▸ Exercise aim
Answer these questions from the article on Park Chan-ho's retirement.
1. What win-loss record and ERA did Park finish this year with for the Eagles?
2. Which club signed Park in 1994?
3. In how many games did Park pitch for the Orix Buffaloes?

>> Begin Source document

Former Major League Baseball All-Star pitcher Park Chan-ho, the first Korean to play in the majors, yesterday announced his retirement from baseball, an official at his club said.

“Park Chan-ho delivered a letter to the club this afternoon stating his intention to retire,” said the Hanwha Eagles official, adding that the club decided to “respect the decision.”

The 39-year-old Park, who signed a one-year deal with the Eagles last December, will hold a press conference at the Westin Chosun Hotel in Seoul at 11 a.m. today, according to the official.

While Park helped pack stadiums this year, his performances were mediocre at best. Park won his very first start in April but ended the year with a 5-10 record and a 5.06 ERA, as the Eagles ended in last place.

Signed by the Los Angeles Dodgers in 1994, Park was the first Korean to play in the majors. The 2001 Major League All-Star won 124 games, the most ever by an Asian pitcher in the majors, and put up a 4.36 ERA.

He recorded 13 wins or more for five straight years through 2001 while he played for the Dodgers.

He also had Major League stints with the Texas Rangers, San Diego Padres and New York Mets.

After ending his 17-year career in the United States, Park moved to the Orix Buffaloes in Japan in 2010.

But his career with the Buffaloes in Japan barely lasted a season. Oft-injured Park only pitched in seven games, and none after June, going 1-5 with a 4.29 ERA.

He appeared undecided about his retirement when he came back on Sunday from a trip to the United States.

>> End Source document
>> Begin Material

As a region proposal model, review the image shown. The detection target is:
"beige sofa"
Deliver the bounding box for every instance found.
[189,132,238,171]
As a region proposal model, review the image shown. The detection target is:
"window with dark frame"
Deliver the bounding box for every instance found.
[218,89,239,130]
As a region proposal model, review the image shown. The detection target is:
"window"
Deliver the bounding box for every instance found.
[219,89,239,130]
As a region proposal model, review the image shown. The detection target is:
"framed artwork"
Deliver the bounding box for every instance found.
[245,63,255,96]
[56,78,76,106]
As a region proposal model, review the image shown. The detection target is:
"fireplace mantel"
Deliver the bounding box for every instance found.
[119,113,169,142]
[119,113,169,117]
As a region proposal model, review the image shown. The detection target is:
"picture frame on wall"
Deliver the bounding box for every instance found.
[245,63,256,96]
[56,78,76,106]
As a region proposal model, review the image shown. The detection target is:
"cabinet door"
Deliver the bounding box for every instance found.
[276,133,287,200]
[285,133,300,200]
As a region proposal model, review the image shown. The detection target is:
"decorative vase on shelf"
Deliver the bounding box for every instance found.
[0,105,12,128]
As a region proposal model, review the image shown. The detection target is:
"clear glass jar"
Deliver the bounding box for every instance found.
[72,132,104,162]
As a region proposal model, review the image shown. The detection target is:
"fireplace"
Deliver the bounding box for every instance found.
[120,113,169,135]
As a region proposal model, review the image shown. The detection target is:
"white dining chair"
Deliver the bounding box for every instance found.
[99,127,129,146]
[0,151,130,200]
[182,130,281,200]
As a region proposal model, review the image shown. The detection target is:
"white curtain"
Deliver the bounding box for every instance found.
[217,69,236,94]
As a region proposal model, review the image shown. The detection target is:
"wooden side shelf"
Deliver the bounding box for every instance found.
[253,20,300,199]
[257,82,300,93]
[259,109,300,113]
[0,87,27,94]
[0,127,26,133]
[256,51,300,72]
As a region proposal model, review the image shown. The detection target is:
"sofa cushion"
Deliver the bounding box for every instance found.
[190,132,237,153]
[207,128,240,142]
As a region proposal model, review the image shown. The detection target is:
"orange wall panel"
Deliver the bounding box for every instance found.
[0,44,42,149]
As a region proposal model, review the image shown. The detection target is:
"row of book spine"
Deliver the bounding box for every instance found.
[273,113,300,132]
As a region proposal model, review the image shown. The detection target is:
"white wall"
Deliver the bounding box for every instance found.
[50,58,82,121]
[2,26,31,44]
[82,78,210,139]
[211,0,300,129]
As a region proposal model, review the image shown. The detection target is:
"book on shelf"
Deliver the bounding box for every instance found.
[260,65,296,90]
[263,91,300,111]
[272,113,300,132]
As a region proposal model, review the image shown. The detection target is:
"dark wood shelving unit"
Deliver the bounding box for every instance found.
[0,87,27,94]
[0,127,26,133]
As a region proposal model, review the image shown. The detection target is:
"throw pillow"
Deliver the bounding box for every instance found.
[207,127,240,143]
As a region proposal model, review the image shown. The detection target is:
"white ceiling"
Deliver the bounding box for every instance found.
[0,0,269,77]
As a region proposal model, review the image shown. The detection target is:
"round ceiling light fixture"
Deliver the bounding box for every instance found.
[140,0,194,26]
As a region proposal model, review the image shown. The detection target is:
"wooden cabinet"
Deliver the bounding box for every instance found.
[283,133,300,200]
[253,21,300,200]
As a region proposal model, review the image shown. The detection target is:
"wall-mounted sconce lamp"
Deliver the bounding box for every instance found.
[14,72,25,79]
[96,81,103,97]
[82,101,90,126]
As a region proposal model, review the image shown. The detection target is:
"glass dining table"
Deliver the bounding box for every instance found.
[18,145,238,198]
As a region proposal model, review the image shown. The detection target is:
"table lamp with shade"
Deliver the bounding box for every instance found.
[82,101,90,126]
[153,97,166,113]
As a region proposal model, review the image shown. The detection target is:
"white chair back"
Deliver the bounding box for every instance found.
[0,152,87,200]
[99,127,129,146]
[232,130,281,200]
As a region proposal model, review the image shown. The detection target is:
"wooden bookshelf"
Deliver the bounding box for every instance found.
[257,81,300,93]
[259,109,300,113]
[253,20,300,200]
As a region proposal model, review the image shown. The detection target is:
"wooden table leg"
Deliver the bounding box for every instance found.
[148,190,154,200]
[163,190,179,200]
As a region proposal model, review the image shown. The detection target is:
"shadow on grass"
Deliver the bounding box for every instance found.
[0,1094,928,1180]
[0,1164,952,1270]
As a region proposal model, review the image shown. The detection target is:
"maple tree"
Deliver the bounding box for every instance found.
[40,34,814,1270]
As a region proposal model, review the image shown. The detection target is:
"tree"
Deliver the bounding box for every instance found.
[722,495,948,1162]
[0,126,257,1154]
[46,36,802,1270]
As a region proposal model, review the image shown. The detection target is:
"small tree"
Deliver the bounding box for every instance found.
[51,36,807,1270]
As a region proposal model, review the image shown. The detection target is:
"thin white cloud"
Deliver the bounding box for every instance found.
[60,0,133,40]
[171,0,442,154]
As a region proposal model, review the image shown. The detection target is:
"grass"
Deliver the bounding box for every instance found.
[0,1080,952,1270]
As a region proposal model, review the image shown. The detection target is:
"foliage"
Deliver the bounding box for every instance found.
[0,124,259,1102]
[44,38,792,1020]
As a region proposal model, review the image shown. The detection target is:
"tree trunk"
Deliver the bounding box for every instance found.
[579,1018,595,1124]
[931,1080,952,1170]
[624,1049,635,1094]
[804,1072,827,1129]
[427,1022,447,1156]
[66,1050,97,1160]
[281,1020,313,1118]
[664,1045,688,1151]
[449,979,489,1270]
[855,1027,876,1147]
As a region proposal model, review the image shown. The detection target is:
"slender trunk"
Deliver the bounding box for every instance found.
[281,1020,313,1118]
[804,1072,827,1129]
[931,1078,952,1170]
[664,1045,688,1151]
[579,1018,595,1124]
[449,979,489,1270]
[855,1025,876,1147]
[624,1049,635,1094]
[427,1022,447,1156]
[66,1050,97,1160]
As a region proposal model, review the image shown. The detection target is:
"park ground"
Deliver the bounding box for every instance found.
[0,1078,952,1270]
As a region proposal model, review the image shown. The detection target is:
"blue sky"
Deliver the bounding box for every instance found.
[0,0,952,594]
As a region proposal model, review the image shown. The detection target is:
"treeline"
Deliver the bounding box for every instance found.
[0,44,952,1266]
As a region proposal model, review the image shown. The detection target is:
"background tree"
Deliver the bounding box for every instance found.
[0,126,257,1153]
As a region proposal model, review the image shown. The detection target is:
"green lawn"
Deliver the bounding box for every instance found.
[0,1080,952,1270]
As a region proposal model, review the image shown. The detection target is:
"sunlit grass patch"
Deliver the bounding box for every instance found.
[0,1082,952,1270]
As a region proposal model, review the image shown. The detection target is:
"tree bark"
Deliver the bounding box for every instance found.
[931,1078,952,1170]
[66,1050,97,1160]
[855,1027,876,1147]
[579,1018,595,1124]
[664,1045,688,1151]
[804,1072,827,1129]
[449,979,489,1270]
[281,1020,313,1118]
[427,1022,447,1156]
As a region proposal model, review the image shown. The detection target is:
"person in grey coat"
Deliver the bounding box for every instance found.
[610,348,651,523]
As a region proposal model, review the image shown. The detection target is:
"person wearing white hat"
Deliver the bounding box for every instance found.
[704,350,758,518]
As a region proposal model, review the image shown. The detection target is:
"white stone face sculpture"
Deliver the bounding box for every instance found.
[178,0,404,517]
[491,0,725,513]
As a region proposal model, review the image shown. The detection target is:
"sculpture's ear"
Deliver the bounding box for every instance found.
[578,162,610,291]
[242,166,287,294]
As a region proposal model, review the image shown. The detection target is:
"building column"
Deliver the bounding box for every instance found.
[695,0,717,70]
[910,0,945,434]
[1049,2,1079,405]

>> End Material

▸ Solution for this task
1. A 5-10 record and a 5.06 ERA.
2. The Los Angeles Dodgers.
3. Seven.